Text excerpt
━━━━━━━━━━━━━━━━━━━━━━━━━━━━━━

Minecraft Session and Identity Detection

To reduce false positives, session or account path detection requires:

the token to appear inside a Java string literal such as session.json, launcher_accounts.json, or .minecraft
file I/O usage in the same file such as new File(, Paths.get(, Files.read..., FileInputStream(, or FileReader(

This helps avoid import-only or UI text being misclassified as file access. If outbound HTTP is also present in that file, an additional high-severity signal is raised for possible exfiltration.

The scanner also flags a high-severity indicator when user identifiers are read and outbound HTTP appears in the same file:

Username reads: method_1676(), getName(), getUsername()
UUID reads: method_44717(), GameProfile.getId(), Session.getUuid(), and mapped or Yarn variants
Outbound HTTP markers: discovered host URLs, HttpClient.send(...), OkHttpClient.newCall(...), HttpURLConnection

If any username or UUID read appears with outbound HTTP, the tool emits possible_minecraft_identity_exfiltration with the source location and evidence.

━━━━━━━━━━━━━━━━━━━━━━━━━━━━━━

[Stored data entries]

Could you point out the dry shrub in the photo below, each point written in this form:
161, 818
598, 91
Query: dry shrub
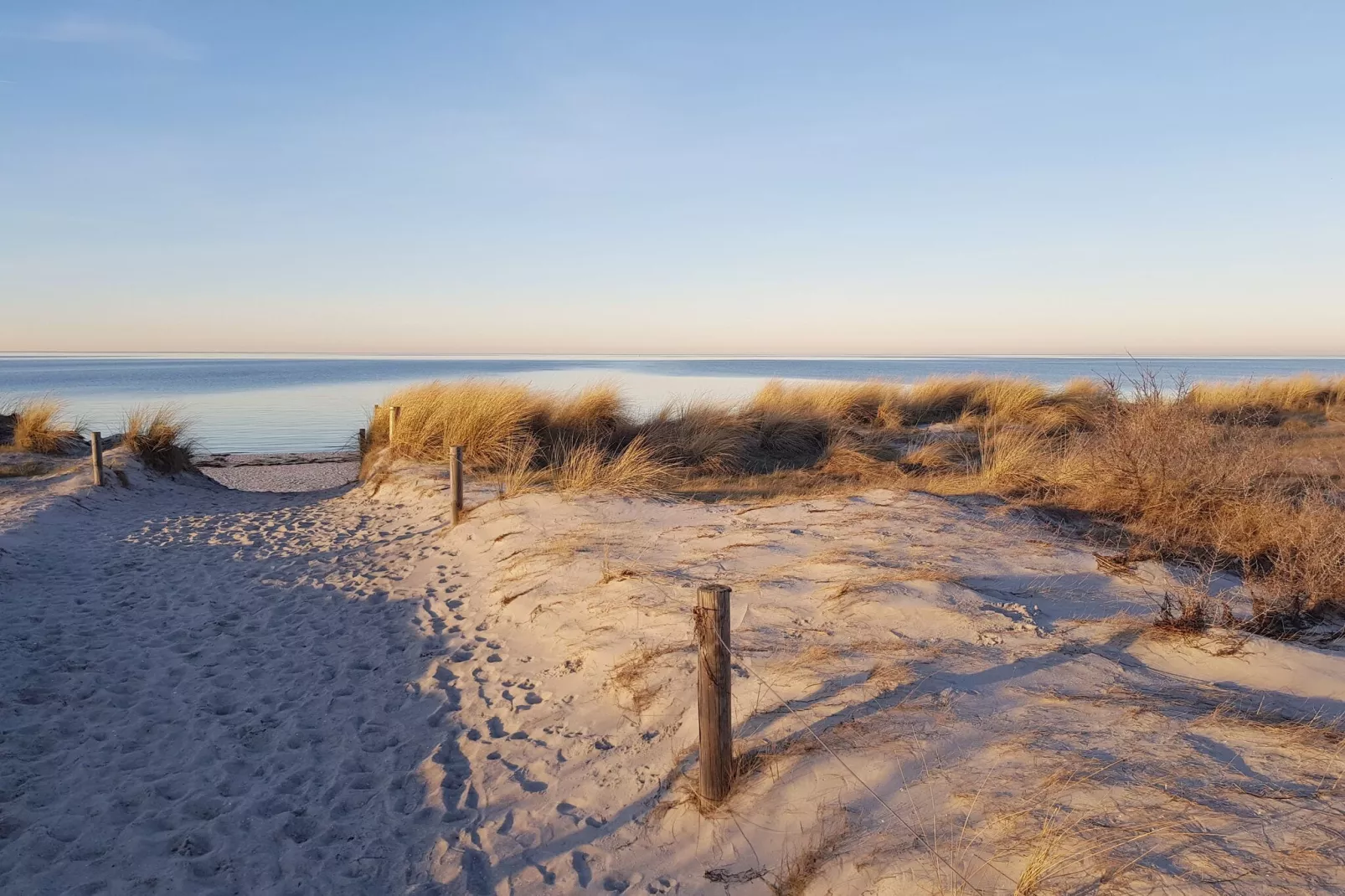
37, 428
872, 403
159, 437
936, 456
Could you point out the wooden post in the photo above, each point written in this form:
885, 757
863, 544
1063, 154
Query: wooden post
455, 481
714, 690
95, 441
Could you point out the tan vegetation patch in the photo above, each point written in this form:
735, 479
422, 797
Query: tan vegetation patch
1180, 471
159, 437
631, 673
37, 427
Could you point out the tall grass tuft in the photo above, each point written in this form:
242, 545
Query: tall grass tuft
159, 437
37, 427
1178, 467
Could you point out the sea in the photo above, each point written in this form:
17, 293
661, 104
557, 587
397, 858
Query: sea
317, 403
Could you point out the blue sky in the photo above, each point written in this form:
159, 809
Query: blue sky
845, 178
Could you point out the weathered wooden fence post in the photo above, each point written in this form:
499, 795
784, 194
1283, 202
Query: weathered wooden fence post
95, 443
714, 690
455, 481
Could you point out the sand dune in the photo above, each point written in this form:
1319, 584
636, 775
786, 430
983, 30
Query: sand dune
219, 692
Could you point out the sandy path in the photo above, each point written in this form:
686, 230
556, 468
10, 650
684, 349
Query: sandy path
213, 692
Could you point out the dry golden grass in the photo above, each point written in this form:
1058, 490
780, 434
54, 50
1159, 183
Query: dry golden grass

━━━━━━━━━━━━━━━━━━━━━━━━━━━━━━

Your tasks
**A.** Print the passage from the Minecraft session detection text that begins with the words "The scanner also" and ends with "location and evidence.".
**B.** Decide whether each statement below agrees with the Minecraft session detection text. Answer yes or no for each, and quote the words of the text that settle it.
(i) Session or account path detection requires the token to appear inside a Java string literal.
(ii) Reading a username in a file with no outbound HTTP raises the high-severity identity indicator.
(iii) OkHttpClient.newCall(...) is listed as a UUID read.
**C.** According to the Minecraft session detection text, what does the tool emit when a username or UUID read appears with outbound HTTP?

Written answers
**A.**
The scanner also flags a high-severity indicator when user identifiers are read and outbound HTTP appears in the same file:

Username reads: method_1676(), getName(), getUsername()
UUID reads: method_44717(), GameProfile.getId(), Session.getUuid(), and mapped or Yarn variants
Outbound HTTP markers: discovered host URLs, HttpClient.send(...), OkHttpClient.newCall(...), HttpURLConnection

If any username or UUID read appears with outbound HTTP, the tool emits possible_minecraft_identity_exfiltration with the source location and evidence.

**B.**
(i) Yes: "the token to appear inside a Java string literal such as session.json, launcher_accounts.json, or .minecraft"
(ii) No: "The scanner also flags a high-severity indicator when user identifiers are read and outbound HTTP appears in the same file"
(iii) No: "Outbound HTTP markers: discovered host URLs, HttpClient.send(...), OkHttpClient.newCall(...), HttpURLConnection"

**C.** It emits possible_minecraft_identity_exfiltration with the source location and evidence.